**Work to be completed:** Copy out exactly each line from the line with "of the brown" through the last line of the material below.

+ + + + +

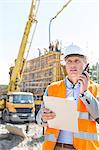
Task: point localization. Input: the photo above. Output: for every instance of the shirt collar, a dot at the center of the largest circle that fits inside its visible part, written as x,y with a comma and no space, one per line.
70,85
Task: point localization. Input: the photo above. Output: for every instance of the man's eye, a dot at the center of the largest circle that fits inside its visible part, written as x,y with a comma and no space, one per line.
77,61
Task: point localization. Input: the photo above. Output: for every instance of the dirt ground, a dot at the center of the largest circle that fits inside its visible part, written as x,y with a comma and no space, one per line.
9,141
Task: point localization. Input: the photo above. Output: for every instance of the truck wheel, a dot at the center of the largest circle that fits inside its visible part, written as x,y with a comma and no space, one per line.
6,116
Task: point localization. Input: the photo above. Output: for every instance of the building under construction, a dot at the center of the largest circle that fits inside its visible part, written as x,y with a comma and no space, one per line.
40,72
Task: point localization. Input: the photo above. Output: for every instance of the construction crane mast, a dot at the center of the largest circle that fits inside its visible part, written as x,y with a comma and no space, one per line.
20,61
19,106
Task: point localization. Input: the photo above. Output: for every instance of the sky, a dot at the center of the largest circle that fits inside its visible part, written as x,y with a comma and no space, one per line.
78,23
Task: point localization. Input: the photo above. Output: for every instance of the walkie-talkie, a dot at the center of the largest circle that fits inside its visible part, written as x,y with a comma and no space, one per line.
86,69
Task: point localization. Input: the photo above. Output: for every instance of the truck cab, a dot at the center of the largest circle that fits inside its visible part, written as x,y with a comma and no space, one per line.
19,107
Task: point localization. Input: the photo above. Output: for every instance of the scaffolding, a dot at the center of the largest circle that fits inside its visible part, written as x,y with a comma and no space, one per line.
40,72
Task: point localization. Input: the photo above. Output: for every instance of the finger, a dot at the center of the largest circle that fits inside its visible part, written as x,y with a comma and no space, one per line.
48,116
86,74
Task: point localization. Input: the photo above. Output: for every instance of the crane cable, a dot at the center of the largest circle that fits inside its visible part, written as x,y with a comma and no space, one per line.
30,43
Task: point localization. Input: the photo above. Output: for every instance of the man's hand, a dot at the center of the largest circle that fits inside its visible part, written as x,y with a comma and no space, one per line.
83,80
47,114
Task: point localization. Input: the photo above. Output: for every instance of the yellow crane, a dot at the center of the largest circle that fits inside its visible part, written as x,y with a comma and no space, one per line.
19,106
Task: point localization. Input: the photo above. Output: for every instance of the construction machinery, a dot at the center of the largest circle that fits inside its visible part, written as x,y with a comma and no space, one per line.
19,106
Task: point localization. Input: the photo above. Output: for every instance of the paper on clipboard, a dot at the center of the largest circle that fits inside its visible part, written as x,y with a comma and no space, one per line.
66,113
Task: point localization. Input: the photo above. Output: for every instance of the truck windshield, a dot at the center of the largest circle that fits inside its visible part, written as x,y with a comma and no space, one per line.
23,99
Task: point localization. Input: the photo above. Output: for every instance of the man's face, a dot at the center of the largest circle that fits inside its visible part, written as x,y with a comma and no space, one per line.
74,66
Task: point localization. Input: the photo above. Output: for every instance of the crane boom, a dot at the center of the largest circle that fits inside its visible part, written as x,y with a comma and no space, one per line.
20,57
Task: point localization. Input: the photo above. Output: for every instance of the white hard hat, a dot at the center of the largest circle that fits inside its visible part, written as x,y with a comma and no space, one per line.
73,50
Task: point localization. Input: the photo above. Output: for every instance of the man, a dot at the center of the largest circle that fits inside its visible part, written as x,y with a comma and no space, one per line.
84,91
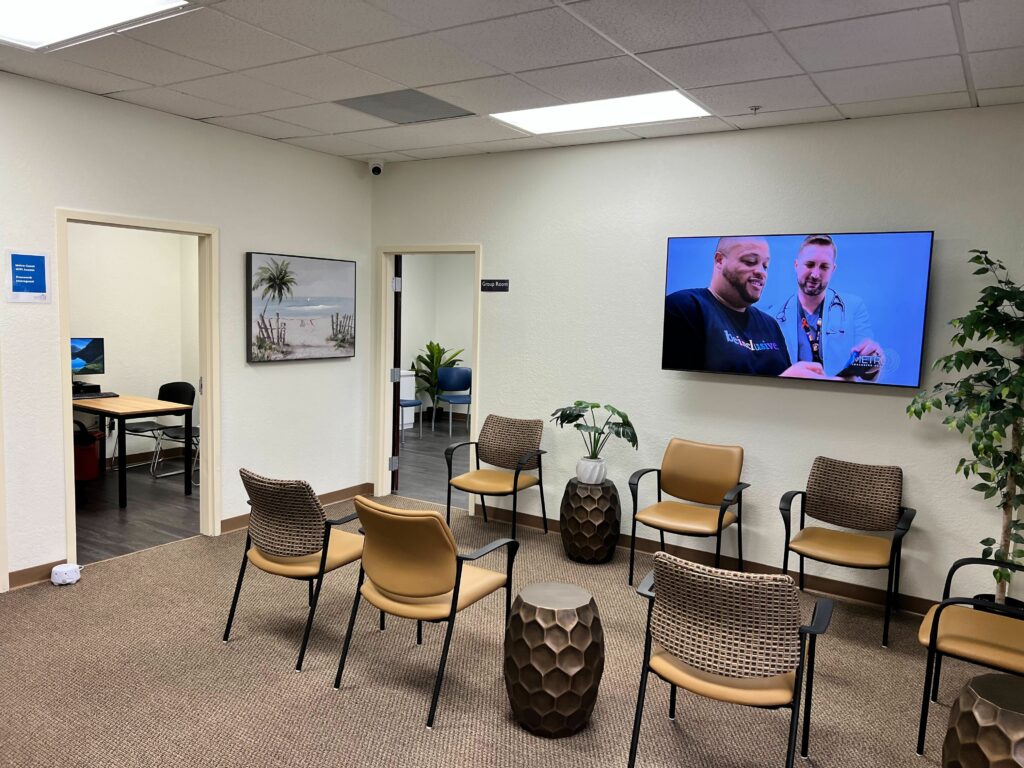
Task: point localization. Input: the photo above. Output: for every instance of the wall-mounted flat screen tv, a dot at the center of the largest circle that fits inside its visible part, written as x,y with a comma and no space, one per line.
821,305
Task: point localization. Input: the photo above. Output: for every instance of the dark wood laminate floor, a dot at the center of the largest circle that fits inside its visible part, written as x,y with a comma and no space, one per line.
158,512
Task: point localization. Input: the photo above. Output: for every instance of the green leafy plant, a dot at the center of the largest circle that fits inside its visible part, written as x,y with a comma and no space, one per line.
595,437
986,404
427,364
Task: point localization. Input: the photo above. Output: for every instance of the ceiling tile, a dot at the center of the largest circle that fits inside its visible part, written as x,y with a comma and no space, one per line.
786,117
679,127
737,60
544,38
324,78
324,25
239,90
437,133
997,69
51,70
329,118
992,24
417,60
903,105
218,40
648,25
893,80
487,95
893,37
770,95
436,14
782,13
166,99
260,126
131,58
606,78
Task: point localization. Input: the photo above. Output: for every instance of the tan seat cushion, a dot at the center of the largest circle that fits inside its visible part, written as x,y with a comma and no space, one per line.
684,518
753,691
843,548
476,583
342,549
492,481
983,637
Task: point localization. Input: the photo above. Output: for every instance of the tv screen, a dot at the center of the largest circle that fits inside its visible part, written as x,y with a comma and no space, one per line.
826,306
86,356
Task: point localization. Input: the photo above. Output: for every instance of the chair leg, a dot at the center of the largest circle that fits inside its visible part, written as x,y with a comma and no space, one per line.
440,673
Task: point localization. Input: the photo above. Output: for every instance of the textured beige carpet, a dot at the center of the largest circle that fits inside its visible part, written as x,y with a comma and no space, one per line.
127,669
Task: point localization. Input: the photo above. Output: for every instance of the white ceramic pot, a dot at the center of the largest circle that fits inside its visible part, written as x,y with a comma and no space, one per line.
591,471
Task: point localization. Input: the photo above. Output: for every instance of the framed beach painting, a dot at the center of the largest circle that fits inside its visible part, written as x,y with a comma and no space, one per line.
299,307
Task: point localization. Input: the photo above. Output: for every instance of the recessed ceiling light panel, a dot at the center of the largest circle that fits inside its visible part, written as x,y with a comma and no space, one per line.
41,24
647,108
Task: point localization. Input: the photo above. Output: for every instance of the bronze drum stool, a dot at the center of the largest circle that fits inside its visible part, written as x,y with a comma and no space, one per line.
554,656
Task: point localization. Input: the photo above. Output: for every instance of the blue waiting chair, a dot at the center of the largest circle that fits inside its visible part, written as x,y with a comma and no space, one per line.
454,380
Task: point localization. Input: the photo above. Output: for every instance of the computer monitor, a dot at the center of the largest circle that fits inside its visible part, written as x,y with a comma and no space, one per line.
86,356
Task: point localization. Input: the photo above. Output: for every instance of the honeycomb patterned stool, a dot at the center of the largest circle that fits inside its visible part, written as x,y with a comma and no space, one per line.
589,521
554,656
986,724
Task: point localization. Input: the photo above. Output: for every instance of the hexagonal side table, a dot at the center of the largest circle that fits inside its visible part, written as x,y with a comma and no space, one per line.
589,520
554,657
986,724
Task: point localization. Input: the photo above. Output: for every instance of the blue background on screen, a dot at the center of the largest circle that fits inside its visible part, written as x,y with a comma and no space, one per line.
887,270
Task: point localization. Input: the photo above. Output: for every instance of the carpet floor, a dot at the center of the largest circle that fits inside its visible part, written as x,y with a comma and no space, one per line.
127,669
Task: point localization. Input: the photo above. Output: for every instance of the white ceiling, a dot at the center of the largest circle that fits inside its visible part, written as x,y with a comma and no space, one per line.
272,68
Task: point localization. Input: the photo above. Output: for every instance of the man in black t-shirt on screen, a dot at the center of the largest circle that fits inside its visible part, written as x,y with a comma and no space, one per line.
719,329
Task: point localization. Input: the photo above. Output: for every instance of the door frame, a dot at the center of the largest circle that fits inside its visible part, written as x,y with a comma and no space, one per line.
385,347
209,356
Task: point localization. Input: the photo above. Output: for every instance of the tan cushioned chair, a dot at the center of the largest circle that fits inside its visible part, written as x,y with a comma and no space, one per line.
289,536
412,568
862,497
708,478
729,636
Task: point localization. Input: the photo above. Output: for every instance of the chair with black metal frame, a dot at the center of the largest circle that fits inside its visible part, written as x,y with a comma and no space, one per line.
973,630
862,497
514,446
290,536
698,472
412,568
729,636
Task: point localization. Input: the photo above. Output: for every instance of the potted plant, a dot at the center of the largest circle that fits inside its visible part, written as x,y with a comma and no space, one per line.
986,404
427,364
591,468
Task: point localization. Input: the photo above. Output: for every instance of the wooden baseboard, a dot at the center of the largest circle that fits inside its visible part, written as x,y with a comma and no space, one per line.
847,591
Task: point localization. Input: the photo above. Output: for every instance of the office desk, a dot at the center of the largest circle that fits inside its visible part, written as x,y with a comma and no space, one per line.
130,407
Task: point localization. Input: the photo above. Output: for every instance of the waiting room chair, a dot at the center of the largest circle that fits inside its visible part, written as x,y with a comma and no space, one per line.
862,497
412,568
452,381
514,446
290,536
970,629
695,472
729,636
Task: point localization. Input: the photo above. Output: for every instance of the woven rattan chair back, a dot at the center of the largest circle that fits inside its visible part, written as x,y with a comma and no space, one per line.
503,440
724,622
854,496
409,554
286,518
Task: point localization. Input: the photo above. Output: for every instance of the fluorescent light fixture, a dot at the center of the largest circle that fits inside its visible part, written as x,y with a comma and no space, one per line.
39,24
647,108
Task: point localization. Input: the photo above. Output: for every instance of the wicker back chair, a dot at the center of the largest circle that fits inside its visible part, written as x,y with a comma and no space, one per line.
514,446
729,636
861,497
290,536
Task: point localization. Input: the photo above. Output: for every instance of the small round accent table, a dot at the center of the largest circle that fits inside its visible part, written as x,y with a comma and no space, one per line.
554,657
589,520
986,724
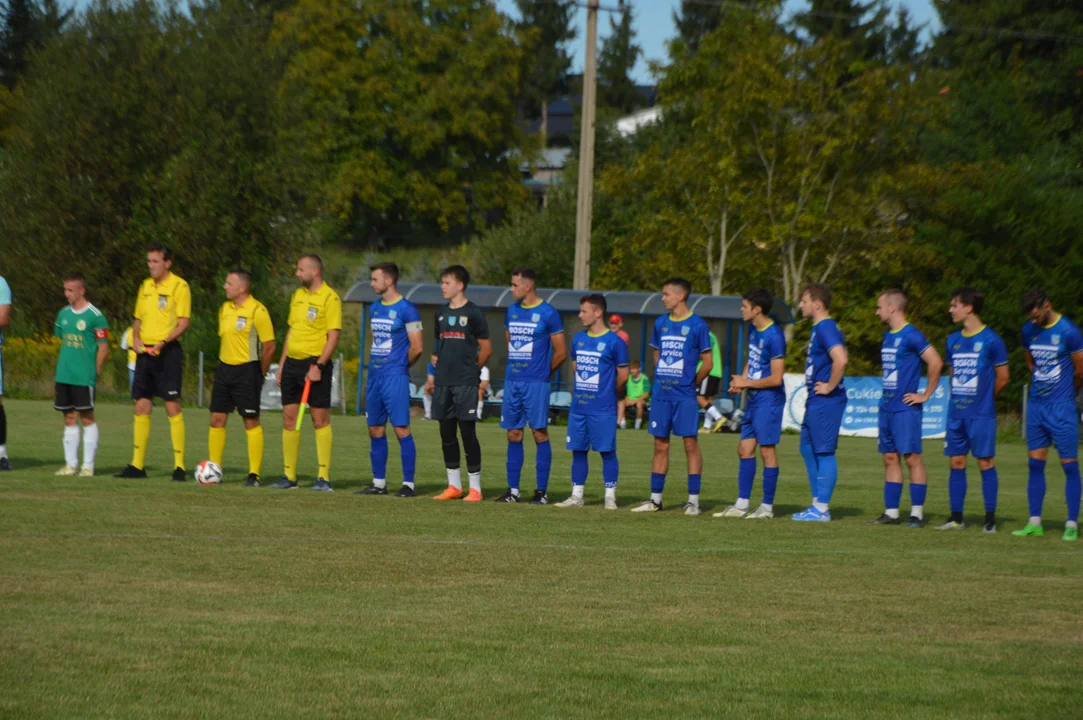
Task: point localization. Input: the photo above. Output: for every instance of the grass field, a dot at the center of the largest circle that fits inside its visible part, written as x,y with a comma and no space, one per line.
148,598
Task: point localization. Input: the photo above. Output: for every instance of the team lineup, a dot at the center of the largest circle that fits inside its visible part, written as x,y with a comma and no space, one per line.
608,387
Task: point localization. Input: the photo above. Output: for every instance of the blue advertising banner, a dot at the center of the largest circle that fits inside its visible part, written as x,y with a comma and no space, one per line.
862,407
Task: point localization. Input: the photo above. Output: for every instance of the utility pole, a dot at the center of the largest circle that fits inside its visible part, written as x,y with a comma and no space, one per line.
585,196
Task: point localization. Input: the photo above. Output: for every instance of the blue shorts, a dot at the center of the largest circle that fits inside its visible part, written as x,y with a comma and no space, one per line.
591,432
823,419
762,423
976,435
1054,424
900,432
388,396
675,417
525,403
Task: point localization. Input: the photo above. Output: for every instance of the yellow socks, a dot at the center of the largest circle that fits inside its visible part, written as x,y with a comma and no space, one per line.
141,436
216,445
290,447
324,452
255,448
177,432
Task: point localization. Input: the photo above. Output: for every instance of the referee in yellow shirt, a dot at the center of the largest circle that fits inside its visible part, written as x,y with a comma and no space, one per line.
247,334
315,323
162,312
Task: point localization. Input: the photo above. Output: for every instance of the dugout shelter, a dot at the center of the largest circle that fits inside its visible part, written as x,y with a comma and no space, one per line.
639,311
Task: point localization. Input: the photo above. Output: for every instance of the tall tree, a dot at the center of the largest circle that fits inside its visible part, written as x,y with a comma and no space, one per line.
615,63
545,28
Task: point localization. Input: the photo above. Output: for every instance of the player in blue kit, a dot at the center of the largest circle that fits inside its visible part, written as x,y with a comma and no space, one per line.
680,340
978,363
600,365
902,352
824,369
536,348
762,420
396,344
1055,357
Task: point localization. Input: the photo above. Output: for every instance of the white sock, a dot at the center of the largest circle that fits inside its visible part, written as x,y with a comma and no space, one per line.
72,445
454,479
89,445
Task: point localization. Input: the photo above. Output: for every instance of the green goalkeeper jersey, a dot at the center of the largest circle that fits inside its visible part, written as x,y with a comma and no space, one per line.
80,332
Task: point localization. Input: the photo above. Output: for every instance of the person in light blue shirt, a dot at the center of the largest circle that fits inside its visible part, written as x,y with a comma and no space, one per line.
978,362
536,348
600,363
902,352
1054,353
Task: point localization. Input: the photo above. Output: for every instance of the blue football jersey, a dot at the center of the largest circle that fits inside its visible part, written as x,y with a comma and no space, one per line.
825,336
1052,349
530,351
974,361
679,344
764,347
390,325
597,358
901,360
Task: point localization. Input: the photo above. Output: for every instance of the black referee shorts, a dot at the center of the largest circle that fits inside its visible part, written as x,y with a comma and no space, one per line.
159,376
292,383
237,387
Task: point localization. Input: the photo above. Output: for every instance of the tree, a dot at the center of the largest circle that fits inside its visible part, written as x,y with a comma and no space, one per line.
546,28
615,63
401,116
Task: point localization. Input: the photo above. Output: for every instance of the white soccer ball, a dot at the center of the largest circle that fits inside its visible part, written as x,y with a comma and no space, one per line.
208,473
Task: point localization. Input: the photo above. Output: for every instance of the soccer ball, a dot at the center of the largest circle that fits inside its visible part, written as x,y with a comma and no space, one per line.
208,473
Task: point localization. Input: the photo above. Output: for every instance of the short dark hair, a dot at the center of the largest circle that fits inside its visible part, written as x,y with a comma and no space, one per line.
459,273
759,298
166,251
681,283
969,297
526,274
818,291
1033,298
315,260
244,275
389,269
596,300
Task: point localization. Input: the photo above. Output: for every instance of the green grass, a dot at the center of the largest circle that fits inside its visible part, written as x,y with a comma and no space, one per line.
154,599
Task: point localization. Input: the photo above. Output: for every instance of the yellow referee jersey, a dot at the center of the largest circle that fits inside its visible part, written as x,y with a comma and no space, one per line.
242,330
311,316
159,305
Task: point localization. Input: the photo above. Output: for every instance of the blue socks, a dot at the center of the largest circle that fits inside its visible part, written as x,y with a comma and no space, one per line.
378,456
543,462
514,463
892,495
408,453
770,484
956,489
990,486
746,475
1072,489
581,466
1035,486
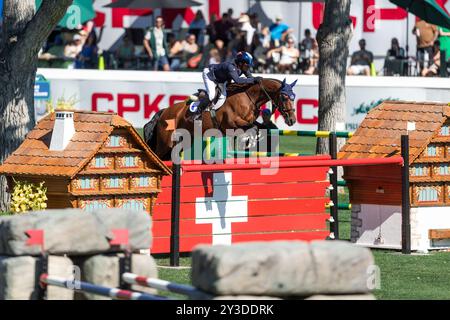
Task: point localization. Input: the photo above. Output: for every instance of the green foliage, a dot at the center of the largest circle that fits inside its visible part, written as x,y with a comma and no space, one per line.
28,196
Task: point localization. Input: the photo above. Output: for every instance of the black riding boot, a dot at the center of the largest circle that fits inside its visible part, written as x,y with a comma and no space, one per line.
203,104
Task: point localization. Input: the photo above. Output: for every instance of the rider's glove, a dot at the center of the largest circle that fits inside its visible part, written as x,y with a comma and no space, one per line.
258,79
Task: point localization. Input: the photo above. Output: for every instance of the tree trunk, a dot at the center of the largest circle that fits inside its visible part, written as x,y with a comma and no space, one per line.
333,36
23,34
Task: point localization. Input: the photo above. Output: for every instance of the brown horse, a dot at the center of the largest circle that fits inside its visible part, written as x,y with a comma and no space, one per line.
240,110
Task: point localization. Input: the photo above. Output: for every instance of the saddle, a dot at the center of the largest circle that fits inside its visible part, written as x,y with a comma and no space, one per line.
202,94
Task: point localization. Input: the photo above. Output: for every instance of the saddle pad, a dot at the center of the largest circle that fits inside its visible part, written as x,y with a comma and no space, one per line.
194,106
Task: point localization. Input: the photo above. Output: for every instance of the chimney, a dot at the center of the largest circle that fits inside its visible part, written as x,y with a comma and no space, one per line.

+ + + + +

**Correct answer:**
Task: point localization. Input: the photo above. Output: for every instance of the brown horse, a dot at the center of the largest circle that fits inside its visible part, written as x,y with a comma and no space, one per line.
240,110
Task: point localization. Input: the photo above. Output: for every instance of the saddle, a dot at the center of the largest circle that fits inside its visible part, written as x,y with a comma and no space, one per line.
202,94
Task: point localization. Input: the photo above. Output: for every instance of the saddle pad, a dot at the center of the largest circle that fits inside its visible part, written as x,y with a comma and no space, one per line.
194,106
Task: point localization. Input: the photo above. Output: for every instance of the chimney, a dot at the center of the largest circle that fits inside its visible part, written as x,y with a comma and no space, one per line.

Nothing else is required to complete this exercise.